Recast every record below as a Markdown table with the columns "Row" and "Line", numbering the rows and skipping any blank lines.

Data in this exercise:
****************************************

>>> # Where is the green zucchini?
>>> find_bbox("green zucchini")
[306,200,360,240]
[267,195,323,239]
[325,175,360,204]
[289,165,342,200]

****************************************

Exercise result:
| Row | Line |
|---|---|
| 1 | >>> # Where is the green zucchini? |
| 2 | >>> find_bbox("green zucchini") |
| 3 | [306,200,360,240] |
| 4 | [267,195,323,239] |
| 5 | [325,175,360,204] |
| 6 | [289,165,342,200] |